**TEXT SECTION**.
[start]

This code was run using the following command

node bind-data-js

The result was a count of the number of boreholes sampled per district added as a new variable named count.

Mapping colors

Additionally, code was run to select out a color palette for the map. From the originally provided cartocolors.json file, the selected color palette was called Temps.

A new js file was created colorselection.js and within this file the following code was entered. The result of running this code was creating a new .json file called tempscolors.json. This file contained the color palette used in the map.

// import the modules
import fs from 'fs';
import chalk from 'chalk';

// read the file into the script with the readFile() method,
// designating utf-8 character encoding
fs.readFile('../data/cartocolors.json', (err, data) => {

  // if there is an error loading the data, throw an error 
  if (err) throw error;
  
  // otherwise, you have access to data here
  // we can log the buffer to the terminal
  console.log(chalk.green("data loaded!"));
  
  // or send the parsed data as an argument to another function
  extractScheme(JSON.parse(data));
})

function extractScheme(data) {
  // create a new object with key 'Vivid' and value the object
  var outputData = {
    'Temps': data['Temps']
  };
  
  writeOutputFile(outputData)
}

function writeOutputFile(outputData) {

  // write the data to a new file using the writeFile() method, stringifying the JS object
  fs.writeFile('../data/tempscolors.json', JSON.stringify(outputData), 'utf-8', function (err) {
    if (err) throw err;
    
    console.log(chalk.blue('super cool, file written.'));
  });
}
node colorselection.js

Mapping components summary

After the steps outlined above, the following .json files were available for mapping.

[end]

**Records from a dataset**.
[start]

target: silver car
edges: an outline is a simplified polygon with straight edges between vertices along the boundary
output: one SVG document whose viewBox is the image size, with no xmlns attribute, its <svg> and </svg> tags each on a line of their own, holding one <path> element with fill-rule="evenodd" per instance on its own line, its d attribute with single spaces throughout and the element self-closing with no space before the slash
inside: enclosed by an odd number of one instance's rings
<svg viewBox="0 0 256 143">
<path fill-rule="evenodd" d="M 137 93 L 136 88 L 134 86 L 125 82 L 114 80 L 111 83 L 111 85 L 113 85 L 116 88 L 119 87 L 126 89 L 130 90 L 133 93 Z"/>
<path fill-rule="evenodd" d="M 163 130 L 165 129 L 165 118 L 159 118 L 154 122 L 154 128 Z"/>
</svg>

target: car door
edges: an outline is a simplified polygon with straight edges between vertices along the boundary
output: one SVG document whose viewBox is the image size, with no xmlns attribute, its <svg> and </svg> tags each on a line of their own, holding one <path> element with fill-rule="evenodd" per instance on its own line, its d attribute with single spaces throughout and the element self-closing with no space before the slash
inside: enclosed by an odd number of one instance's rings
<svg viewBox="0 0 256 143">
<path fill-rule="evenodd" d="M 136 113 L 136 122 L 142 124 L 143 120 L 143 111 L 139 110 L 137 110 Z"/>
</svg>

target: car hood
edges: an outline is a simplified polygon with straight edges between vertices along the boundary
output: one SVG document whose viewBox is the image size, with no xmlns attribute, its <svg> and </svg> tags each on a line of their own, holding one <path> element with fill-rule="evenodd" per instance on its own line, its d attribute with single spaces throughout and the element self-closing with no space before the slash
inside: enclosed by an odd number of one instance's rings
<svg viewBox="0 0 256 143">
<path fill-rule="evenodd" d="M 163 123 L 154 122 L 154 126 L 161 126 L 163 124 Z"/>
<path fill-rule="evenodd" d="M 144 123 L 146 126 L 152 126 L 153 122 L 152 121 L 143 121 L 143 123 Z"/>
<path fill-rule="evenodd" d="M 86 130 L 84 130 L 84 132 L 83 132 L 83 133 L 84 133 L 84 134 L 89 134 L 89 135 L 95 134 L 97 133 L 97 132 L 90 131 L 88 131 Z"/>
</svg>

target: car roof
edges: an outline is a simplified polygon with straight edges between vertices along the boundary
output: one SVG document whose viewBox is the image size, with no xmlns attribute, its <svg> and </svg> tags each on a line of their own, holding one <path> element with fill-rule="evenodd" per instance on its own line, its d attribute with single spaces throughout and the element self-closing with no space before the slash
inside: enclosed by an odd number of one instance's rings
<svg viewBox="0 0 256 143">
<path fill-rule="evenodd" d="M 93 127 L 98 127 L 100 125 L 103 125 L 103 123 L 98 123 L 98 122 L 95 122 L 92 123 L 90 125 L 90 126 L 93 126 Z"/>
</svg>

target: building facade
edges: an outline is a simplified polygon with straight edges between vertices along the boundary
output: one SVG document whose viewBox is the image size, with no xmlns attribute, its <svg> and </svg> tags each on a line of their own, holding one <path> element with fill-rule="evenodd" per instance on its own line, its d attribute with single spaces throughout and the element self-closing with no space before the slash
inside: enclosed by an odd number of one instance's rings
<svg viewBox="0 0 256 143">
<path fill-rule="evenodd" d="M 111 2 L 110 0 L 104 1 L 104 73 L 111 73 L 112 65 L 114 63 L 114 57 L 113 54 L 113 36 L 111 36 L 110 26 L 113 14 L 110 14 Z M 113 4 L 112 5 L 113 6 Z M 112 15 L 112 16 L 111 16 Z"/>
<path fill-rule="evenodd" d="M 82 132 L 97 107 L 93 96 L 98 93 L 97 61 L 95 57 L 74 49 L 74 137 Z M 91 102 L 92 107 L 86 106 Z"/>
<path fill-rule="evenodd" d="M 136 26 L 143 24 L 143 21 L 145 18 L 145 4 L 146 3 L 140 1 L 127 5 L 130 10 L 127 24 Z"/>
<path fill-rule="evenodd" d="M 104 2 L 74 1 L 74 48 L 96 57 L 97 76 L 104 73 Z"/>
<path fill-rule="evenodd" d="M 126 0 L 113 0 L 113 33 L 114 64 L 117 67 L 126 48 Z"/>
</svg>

[end]

**CHALLENGES**.
- A) Answer these questions using the borehole mapping text:
(i) What was the name of the new variable produced by running bind-data-js, and what did it count?
(ii) Which color palette was chosen from the cartocolors.json file?
(iii) What file did running colorselection.js create?
- B) Write the next part of the borehole mapping text, continuing from its last sentence.
These items have no connection to the borehole mapping text.

**ANSWERS TO EACH TASK**.
- A)
(i) The new variable was named count, and it held the number of boreholes sampled per district.
(ii) The palette called Temps was chosen.
(iii) It created a new file called tempscolors.json, which contained the color palette used in the map.

- B)
  • data/BGD-districts-counts.json
  • data/tempscolors.json
  • data/NationalSurveyData_MapFormat.json

These files contains the counts of sampled boreholes by district, the color palette used, and the point data for sampled boreholes. Note, a jquery error was encountered with the NAME_2 field in the BGD_districts-counts.json. A district is named Cox's Bazar, and it seemed the apostrophe s was causing jquery to throw an error. Temporarily renaming to Coxs Bazar allowed the map to load, but didn't address the issue of an apostrophe in a district name.

Initial mapping examples

The json files were created correctly from the original csv and shp files, as a preliminary map shows the districts and all the mapped sampling locations.

All point loaded

After some initial editing to the html file, the number of districts seemed to be too many for mapping on the right side legend.

Example map with all districts

Another option would be to have the districts color coded by the number of water samples collected in each district. A dropdown menu could be added with the district names so that they could be viewed individually rather than in one larger list.

All districts in legend

Additional features were added to the map, including the number of boreholes sampled per district as a popup.

District samples

The test results for water arsenic concentration for each borehole were also indicated with the borehole depth.

District samples

Key commands used

In addition to the commands noted above, some additional commands that were useful during the data processing are noted here too.

mkdir <name>

This command was used to create directories (folders) after the project was initialized.

touch index.html

This command was used to create files, such as the index.html page.

mv <oldfilename> <newfilename>

This command was used to rename a file within the same folder. When taking screen images, the image files were automatically named by the computer. These files were renamed using the mv command.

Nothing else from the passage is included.